§ TEXT EXCERPT:
Working in the field of women’s fitness and specialising in the wellness of the post-natal woman, this question comes up again and again. Every individual is different and every birthing experience comes with varied recovery issues. We all know the woman who bounced back, and we all know that not everyone does. Not straight away. The last few years of education has exposed me to many people who make female health their business; in the field of physiotherapy, integrative pelvic health, midwifery and educators of the fitness professional, and one thing I know for sure is that depth of knowledge on the recovery of the postnatal women reaches a long way and yet answers are still ambiguous.
Here’s some statistics provided by a woman’s health physio who generously came and spoke to the Buggyfit trainers on Sunday:
- 42% of women experience urinary incontinence in pregnancy
- These women are 5 times as likely to still suffer this 5 years post-natally
- 7% of women will experience faecal incontinence post-natally
- 40-50% of women who have had children will experience pelvic organ prolapse at some point in their life.
So, the 6-8 week GP check usually clears the post-natal women to exercise. To exercise…… by which we mean what? Run?
Running is a high impact exercise. The impact is transferred through the lower limbs to the pelvic floor and all the connective tissues and muscles of the abdominal wall. These muscles and all of their supportive ligaments and other soft tissue need to be sufficiently toned and strong to withstand this load. Think about it…….9 months of increasing weight, postural change, hormonal changes to the connective tissue and this is before the stresses on either the abdominal wall in a c-section or the pelvic floor in a vaginal delivery, with or without tears and stitches. Now, I am certainly not in the ‘do nothing’ camp (I’d be out of a job if I was!!) however it has never made sense to me to get straight back to pavement pounding after the 6 week check.
The healing process takes time. How much time depends on many factors, but one thing’s for sure, building back to pre-pregnancy levels of activity needs to come through building blocks. Scientifically, we have stages of healing. Take a look at this graphic from Burrell Education:
or another way to think about it:
It takes 6-12 weeks for soft tissue recovery, then a MINIMUM of 12 weeks to build strength back into the muscle. Makes the 6 months before running fairly understandable right?
Let’s take a different body part; a different event…. you go skiing and you damage your knee. Soft tissue damage? Cruciate ligament perhaps? Maybe surgery is required, perhaps physio. One thing is for sure…. 6 weeks later, you wouldn’t be back on your skis. Your physio might sign you off but then your trainer would put in stepping stones to get you back on the pistes. A gradual return to allow the strength to regain to meet any increased demand.
So it’s the same with running or any other exercise that involves impact. Soft tissue recovery first, then build strength and functionality; stepping stones to get you to your end goal. Yes, you’ll run again, but with the foundations in place to avoid further injury. Take your time.

§ DATA RECORDS:
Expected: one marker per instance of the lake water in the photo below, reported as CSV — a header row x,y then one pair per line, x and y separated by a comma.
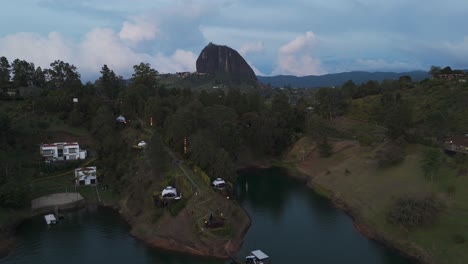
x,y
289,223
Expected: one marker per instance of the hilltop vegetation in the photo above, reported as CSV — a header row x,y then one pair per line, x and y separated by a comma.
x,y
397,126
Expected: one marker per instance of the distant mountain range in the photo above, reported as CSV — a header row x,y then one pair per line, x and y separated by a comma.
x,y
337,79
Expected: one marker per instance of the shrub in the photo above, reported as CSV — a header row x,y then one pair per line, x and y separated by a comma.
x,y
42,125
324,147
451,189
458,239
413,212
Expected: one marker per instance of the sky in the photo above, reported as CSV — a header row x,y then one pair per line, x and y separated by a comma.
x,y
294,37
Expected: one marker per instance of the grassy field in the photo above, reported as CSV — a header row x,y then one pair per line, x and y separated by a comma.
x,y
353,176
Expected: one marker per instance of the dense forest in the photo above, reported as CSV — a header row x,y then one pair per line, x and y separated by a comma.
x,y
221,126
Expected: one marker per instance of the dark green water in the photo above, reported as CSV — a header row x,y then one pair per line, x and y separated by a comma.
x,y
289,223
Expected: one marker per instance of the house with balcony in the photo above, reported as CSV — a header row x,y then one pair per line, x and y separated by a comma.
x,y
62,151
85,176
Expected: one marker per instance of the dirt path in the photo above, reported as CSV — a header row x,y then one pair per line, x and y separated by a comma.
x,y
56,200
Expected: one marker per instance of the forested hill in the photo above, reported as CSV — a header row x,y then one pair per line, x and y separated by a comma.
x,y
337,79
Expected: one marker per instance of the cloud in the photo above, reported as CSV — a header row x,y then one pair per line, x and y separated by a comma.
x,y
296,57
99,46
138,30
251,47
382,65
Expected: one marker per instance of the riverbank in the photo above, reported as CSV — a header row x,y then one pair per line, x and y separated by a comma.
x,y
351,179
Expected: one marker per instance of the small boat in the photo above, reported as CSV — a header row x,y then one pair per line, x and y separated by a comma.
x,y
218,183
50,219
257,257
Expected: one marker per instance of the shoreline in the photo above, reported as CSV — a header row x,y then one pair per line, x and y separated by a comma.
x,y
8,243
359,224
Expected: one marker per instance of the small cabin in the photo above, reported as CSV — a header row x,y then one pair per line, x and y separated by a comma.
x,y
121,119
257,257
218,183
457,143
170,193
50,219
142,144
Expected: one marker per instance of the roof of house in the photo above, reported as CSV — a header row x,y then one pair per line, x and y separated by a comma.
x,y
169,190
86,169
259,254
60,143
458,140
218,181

...

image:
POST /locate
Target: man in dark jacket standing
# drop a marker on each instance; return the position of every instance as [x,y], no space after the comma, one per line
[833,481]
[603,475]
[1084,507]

...

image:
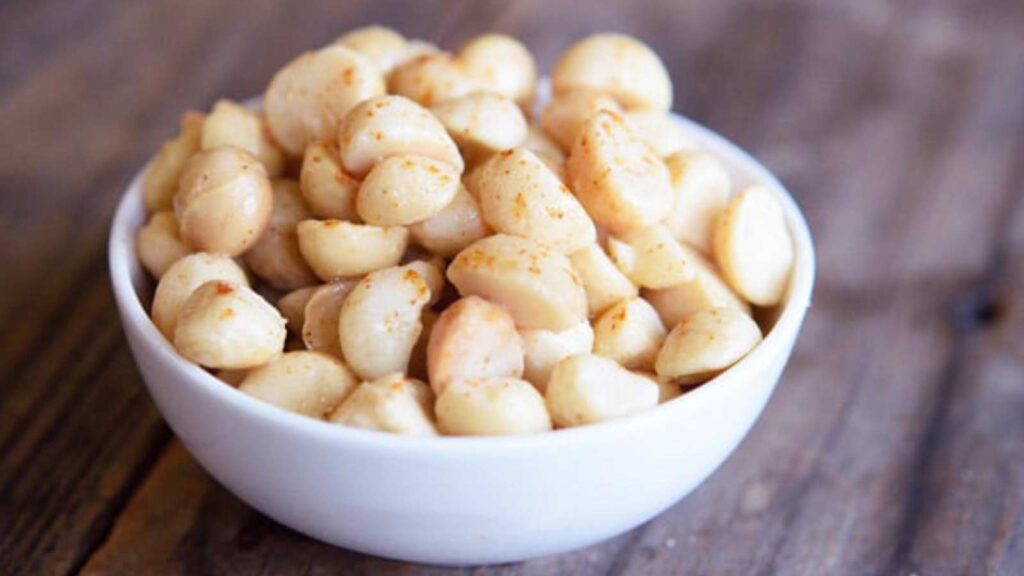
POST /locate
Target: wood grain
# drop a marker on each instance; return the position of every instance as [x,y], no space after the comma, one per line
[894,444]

§ REQUIRED ACTION 1:
In the post-natal running article, quote everything from "Here’s some statistics" down to "mean what? Run?".
§ REQUIRED ACTION 2:
According to the post-natal running article, what percentage of women experience urinary incontinence in pregnancy?

§ RESPONSE AREA 1:
Here’s some statistics provided by a woman’s health physio who generously came and spoke to the Buggyfit trainers on Sunday:
- 42% of women experience urinary incontinence in pregnancy
- These women are 5 times as likely to still suffer this 5 years post-natally
- 7% of women will experience faecal incontinence post-natally
- 40-50% of women who have had children will experience pelvic organ prolapse at some point in their life.
So, the 6-8 week GP check usually clears the post-natal women to exercise. To exercise…… by which we mean what? Run?

§ RESPONSE AREA 2:
42%